The problem ▸
Continue the passage below about the benefactors who make life easier, picking up after its last sentence.

Selected passage ▸
--------------------------------------------------
The many benefactors of the age who know how to benefit mankind by making life easier and easier. Some by railways, others by omnibuses and steamboats, others by the telegraph, others quite easily apprehended compendiums and short recitals of everything worth knowing. Finally, the true benefactors of the age make spiritual existence in virtue of thought easier and easier yet more and more significant.
And what are you doing? Here my soliloquy was interrupted for my cigar was smoked out and a new one had to be lit. So I smoked again, and then suddenly this thought flashed through my mind. You must do something, but inasmuch as with your limited capacities will be impossible to make anything easier than it has become, you must, with the same humanitarian enthusiasm as the others, undertake to make something harder.
This notion pleased me immensely and at the same time, it flattered me to think that I, like the rest of them, would be loved and esteemed by the whole community. For when all combine in every way to make everything easier, there remains only one possible danger. Namely, that the ease become so great, that it becomes altogether too great.
--------------------------------------------------
Data section ▸

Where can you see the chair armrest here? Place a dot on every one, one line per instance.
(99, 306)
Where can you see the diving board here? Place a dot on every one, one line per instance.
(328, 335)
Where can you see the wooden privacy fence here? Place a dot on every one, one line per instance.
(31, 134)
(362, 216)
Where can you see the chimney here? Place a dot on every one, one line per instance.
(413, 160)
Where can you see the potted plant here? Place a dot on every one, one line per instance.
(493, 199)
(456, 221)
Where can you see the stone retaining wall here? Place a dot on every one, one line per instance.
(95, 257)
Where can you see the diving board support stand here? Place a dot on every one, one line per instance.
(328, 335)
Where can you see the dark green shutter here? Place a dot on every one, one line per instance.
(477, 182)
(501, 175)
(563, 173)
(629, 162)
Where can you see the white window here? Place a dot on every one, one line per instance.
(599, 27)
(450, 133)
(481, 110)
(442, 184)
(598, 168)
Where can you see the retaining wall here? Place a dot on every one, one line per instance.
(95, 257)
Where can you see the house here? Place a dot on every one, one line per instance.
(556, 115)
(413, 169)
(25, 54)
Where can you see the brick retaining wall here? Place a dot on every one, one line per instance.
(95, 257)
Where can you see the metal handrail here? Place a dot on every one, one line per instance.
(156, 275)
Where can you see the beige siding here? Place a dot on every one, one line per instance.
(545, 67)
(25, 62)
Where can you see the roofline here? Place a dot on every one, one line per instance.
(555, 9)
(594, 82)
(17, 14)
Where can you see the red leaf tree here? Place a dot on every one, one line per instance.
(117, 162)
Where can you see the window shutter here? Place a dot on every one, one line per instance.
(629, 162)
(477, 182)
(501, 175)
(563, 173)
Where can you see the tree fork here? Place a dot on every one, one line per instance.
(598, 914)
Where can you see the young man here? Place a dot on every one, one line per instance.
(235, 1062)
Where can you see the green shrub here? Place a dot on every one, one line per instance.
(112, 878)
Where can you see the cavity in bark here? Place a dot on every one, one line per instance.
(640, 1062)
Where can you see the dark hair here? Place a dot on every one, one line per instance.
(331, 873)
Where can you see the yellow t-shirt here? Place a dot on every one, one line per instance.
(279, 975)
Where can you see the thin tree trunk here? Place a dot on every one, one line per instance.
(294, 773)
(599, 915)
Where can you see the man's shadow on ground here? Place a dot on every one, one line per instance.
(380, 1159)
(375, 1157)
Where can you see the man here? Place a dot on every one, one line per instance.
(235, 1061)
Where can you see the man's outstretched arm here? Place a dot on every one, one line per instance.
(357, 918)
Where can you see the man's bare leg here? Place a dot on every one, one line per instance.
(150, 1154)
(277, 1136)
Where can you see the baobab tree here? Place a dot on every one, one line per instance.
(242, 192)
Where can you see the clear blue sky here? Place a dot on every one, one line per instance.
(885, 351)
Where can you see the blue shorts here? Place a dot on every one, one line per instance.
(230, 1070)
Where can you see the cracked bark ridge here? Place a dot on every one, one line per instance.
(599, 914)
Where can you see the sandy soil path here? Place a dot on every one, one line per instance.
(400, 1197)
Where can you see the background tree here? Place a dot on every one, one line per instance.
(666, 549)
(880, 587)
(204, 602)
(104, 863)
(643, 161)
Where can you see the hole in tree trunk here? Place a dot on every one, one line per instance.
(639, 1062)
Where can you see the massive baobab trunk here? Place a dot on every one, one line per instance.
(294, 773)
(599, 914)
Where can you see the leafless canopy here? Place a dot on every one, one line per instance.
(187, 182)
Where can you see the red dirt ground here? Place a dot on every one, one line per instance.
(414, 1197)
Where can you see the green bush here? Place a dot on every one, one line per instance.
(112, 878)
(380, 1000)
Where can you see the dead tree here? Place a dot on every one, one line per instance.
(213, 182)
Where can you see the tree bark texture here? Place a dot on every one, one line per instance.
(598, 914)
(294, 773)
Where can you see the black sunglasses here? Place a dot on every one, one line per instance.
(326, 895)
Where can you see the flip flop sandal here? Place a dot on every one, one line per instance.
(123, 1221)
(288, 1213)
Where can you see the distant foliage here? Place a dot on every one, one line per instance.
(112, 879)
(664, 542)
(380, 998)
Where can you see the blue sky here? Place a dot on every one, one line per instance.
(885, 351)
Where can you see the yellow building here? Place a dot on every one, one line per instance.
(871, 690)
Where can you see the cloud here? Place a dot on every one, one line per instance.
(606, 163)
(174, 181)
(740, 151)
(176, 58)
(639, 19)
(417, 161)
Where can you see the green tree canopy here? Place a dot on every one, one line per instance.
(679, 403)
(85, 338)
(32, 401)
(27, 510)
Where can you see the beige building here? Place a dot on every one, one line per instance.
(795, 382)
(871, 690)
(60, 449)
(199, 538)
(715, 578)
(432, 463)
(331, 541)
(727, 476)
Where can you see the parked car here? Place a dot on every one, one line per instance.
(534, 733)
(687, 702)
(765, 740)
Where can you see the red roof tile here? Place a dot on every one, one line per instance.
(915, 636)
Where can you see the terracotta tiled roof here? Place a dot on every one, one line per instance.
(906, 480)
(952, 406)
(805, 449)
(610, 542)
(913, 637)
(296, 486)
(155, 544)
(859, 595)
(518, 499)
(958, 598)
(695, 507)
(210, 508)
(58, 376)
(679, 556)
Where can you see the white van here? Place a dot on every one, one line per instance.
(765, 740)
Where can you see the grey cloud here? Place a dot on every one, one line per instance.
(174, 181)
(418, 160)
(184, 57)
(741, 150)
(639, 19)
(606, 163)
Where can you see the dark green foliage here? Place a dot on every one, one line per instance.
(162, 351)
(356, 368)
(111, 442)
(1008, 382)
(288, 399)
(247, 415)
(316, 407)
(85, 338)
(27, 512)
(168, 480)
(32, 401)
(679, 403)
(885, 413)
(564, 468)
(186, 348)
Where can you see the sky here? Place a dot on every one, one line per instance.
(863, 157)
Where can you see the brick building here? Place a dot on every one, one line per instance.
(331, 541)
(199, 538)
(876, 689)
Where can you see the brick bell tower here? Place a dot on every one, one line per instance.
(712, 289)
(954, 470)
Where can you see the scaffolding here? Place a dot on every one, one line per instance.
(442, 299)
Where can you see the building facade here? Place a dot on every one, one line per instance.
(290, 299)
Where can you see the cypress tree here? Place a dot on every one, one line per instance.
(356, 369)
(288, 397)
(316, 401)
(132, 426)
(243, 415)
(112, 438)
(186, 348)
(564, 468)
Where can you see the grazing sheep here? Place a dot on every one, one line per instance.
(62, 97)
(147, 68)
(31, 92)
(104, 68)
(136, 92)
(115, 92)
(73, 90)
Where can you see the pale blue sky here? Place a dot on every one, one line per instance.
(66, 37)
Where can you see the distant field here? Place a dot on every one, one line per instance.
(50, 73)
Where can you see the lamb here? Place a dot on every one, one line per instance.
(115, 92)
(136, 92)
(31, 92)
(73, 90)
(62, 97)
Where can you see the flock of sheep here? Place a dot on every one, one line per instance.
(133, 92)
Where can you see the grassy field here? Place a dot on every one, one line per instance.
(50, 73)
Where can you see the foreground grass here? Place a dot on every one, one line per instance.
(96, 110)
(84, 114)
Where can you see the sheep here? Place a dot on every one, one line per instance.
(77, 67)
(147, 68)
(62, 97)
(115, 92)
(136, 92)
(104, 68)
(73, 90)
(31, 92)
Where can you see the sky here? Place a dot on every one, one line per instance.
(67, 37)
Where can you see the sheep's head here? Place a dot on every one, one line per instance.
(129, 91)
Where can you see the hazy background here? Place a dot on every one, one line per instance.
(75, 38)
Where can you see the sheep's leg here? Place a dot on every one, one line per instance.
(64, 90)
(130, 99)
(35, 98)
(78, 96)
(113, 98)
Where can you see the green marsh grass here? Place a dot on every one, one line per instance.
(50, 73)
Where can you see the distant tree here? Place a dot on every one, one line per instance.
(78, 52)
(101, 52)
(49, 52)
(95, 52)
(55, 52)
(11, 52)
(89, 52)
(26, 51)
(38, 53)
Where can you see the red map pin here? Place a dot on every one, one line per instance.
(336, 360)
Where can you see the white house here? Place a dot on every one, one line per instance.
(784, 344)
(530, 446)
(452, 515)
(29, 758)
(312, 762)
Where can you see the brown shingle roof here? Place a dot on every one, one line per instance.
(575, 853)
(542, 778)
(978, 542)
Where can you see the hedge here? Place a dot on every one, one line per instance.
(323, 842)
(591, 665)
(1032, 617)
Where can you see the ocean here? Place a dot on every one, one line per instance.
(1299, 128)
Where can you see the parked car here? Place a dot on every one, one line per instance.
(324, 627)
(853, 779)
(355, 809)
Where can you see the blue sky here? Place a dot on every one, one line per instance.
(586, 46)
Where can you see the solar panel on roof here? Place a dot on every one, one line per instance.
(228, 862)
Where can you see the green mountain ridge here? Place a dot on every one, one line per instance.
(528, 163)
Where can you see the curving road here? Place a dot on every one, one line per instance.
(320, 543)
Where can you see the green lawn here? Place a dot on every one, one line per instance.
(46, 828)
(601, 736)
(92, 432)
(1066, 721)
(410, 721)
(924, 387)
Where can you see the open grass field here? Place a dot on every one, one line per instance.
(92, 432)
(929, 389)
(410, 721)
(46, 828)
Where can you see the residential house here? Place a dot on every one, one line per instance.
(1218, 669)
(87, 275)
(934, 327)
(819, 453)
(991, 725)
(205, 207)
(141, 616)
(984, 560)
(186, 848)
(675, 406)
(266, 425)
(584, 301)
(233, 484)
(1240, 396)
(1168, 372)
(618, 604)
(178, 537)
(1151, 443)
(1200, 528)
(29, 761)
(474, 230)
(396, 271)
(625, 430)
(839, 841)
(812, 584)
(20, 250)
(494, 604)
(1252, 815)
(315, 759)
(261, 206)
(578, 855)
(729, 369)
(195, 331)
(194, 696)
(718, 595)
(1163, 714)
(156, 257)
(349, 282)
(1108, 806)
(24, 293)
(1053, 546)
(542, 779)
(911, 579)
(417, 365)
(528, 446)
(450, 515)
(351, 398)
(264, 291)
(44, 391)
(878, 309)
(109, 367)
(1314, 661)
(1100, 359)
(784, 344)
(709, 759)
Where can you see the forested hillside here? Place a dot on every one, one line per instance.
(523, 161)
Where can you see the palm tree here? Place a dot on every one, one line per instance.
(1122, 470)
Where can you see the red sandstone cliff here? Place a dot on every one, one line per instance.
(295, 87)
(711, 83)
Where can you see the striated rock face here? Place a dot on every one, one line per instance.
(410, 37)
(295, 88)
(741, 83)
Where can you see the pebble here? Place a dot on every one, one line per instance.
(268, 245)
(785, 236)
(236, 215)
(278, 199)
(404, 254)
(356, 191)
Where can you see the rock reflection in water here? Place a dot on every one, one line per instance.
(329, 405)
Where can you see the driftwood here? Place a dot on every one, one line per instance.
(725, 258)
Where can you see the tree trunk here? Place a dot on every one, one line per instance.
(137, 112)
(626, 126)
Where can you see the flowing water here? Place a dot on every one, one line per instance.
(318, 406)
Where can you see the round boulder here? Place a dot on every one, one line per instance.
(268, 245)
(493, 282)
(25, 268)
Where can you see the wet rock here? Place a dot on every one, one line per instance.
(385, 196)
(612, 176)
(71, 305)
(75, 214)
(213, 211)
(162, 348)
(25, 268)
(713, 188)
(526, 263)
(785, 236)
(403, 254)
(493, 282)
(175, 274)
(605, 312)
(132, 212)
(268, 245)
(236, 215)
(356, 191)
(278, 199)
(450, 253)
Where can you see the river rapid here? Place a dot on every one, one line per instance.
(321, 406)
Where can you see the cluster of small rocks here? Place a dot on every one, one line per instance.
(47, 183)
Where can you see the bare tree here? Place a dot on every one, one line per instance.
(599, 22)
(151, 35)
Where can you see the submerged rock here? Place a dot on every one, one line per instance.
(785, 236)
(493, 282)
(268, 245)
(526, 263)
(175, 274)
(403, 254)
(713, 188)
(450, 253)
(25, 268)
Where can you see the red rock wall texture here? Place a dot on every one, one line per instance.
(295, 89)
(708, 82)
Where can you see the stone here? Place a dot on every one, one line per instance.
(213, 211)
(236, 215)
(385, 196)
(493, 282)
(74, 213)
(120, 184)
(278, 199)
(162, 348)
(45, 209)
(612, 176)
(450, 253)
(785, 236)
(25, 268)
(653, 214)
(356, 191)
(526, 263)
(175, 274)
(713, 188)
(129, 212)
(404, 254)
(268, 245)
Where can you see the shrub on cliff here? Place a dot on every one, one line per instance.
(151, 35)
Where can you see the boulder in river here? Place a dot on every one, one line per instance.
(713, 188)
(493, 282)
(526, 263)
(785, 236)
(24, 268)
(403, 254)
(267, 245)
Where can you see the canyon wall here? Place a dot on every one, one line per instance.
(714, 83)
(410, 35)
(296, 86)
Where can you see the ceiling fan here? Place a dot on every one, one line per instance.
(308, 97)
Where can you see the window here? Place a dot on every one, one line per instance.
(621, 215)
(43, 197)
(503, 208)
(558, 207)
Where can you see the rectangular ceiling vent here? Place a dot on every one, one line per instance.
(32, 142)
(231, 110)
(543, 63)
--------------------------------------------------
Result for this task ▸
Then there is only one want left, though it is not yet felt want. When people will want difficulty. Out of love for mankind and out of despair at my embarrassing situation, seeing that I had accomplished nothing, and was unable to make anything easier than it had already been made, and moved by a genuine interest in those who make everything easy, I conceived it as my task to create difficulties, everywhere.
Now, one of the things you might ask yourself is, sometimes you come to University and people talk about happiness. For example, they talk about positive psychology. I am not a fan of positive psychology, by the way. Because happiness is basically extraversion minus neuroticism and we knew that 15 years ago. So we didn't need to make a lot of noise about it.
So anyways, one of the things you might ask yourself is, well, why did you come to University? Did you actually come to University to make yourself happier? Well, let's think about that for a minute. Here's one thing to think about? We know that if you put animals in a relatively boring situation, like rats, in a boring situation and you give them free access to cocaine, they'll just take cocaine until they are dead basically.
Now rats in a normal environment won't do that, but bored rats that are sort of isolated, cocaine is really an excellent thing, as far as they are concerned. They'll ignore sex, they'll ignore food. I think they'll still drink water, if I remember correctly. But it is cocaine all the way. And if you could inject an electrode into their minds, their brains, which people have done, you can inject the electrode down into the hypothalamus, into the part that is associated with the reward centres.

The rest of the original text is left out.